DIRECTION
Convert the entries below into a two-column CSV with the headers "input" and "output", one row per entry. Put each entry's text and its answer in their own quoted field, and replace any line breaks with spaces.

(Part of a data file)
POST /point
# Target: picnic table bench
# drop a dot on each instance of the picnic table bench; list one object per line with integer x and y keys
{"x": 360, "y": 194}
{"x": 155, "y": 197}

THE RESPONSE
input,output
"POST /point # Target: picnic table bench # drop a dot on each instance of the picnic table bench; list one object per line with integer x and y keys","{""x"": 360, ""y"": 194} {""x"": 155, ""y"": 197}"